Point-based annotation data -

......

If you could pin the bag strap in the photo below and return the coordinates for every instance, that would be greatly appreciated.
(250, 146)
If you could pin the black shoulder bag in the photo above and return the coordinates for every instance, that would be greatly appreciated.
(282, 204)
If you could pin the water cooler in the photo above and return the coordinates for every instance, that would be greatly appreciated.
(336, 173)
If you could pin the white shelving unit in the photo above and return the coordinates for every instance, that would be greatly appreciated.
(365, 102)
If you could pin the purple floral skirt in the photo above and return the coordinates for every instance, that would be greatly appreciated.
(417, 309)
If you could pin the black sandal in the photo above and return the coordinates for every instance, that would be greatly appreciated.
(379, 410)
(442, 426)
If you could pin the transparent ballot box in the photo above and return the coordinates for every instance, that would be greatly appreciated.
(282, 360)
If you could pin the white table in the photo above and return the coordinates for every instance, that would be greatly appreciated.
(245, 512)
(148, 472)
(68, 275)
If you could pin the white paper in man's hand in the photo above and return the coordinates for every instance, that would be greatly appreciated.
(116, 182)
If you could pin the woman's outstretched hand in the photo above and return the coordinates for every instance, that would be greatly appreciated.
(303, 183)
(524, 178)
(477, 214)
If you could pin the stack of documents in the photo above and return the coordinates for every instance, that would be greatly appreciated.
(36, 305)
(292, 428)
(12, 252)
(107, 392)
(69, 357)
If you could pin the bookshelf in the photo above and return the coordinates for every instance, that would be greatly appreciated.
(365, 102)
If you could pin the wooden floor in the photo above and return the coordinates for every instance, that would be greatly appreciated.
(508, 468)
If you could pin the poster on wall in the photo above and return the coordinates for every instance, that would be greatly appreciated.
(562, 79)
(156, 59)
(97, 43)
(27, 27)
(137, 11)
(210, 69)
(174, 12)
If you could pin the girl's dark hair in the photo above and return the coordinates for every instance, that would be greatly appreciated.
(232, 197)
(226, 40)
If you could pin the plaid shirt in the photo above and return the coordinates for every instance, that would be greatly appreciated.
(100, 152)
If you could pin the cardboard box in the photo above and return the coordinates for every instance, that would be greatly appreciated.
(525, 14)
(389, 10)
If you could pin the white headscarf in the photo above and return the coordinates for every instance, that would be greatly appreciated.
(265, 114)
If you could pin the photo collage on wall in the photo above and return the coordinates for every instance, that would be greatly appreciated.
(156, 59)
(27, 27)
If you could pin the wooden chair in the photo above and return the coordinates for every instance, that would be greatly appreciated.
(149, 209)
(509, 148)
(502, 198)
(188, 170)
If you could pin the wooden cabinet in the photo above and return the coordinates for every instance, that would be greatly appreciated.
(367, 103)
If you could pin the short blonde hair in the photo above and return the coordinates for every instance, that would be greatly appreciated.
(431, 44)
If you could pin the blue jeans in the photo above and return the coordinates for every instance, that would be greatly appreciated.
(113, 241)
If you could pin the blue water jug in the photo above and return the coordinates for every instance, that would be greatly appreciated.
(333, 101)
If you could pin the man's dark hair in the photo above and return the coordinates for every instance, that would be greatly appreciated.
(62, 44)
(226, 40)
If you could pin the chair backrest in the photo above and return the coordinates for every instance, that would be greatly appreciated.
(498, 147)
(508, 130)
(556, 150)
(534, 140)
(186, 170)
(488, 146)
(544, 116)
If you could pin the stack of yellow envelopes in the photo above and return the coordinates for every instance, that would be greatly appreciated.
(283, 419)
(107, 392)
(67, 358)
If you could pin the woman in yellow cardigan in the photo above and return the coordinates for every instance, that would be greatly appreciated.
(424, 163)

......

DIRECTIONS -
Convert the listing above into a two-column CSV with the headers "request" and "answer", giving one row per request. Put each field in double quotes and replace any line breaks within a field with spaces.

OUTPUT -
request,answer
"If you could pin the bag strap in the photo below and return the coordinates for every instance, that would be greatly appreciated.","(250, 146)"
"If you could pin the black shoulder bag in the photo above and return the coordinates for every instance, that would be greatly appreciated.","(282, 204)"
"If you could pin the water cooler in the photo above and return the coordinates for every instance, that would be greatly appreciated.","(336, 173)"
"If you could pin the white shelving unit in the photo above and return the coordinates for every instance, that would be greatly appreciated.","(365, 102)"
"If you could pin the purple floral skirt in the photo above and return the coordinates for every instance, that would be greatly appreciated.","(417, 309)"
"If you could pin the black sandal in the photo above and return the coordinates for every instance, that would be greatly appreciated.","(379, 410) (442, 426)"
"If you could pin the transparent ballot box in the photo above and return the coordinates for every instance, that would be greatly appreciated.","(282, 360)"
"If you could pin the white table in the photo above and return the coordinates for every instance, that would be greatly appreciated.","(245, 512) (148, 472) (68, 275)"
"If you could pin the white paper in man's hand in the photo above and return the coordinates for every instance, that would be greatly appreciated.","(116, 182)"
"If you could pin the woman's outstretched hand in the photo above and return the coordinates for every instance, that would be greatly appreciated.","(303, 183) (524, 178) (477, 214)"
"If you could pin the stack of documents in the photo above and return the coordinates for every instance, that would be greatly appreciated.","(36, 305) (292, 428) (12, 252) (107, 392) (69, 357)"
"If you could pin the bookshelf in the photo above and return the coordinates for every instance, that would be greatly appreciated.","(365, 102)"
"If you could pin the wooden floor in the photo above and return the coordinates for every instance, that would be greatly appreciated.","(508, 468)"
"If you could pin the poster on wall in the photo above and return the coordinates for every instance, that would be greatly appreciated.","(562, 79) (156, 59) (97, 43) (27, 27) (137, 11) (210, 69) (174, 12)"
"If you could pin the girl's dark hair in the photo above and return the coordinates for every instance, that would be greatly appreciated.","(232, 197) (226, 40)"
"If you could pin the plaid shirt in the photo above and return the coordinates for every instance, that would be greatly appreciated.","(100, 152)"
"If you could pin the cardboard box in the photo above and return the coordinates for every instance, that would be greatly appreciated.","(525, 14) (389, 10)"
"If you could pin the white headscarf in the photo above and return the coordinates for every instance, that would be greatly appreciated.","(265, 114)"
"If you could pin the photo collage on wall in the photo above and return the coordinates for every instance, that would be greatly appreciated.","(156, 59) (27, 27)"
"If you could pin the wooden chair in the photo above and return the coordinates for every instance, that would be greatly appreciated.","(149, 209) (509, 148) (502, 198) (188, 170)"
"If you could pin the wooden cabinet in the photo above and return the coordinates for every instance, that would be greatly appreciated.","(367, 103)"
"If you could pin the short blonde hair in the photo above and return the coordinates for every instance, that would be greatly appreciated.","(431, 44)"
"If you could pin the blue jeans in the photo above and return the coordinates for every instance, that would be greatly appreciated.","(113, 241)"
"If you could pin the blue water jug in the photo above and return the coordinates for every instance, that would be greatly appreciated.","(333, 101)"
"If you could pin the man's dark hair in the photo above and return the coordinates for every instance, that would be greatly appreciated.","(62, 44) (226, 40)"
"If you could pin the chair backrest in the photo above and return the coordinates for every instance, that would be greatly appreciated.","(498, 147) (508, 130) (556, 150) (534, 140) (186, 170) (488, 146) (544, 116)"
"If you could pin the stack of yellow envelopes in the photo above and return the coordinates for every instance, that would be greatly appreciated.","(283, 419) (107, 392) (67, 358)"
"If you could pin the woman in yellow cardigan in the photo above and return the coordinates for every instance, that would be greatly appreciated.","(424, 163)"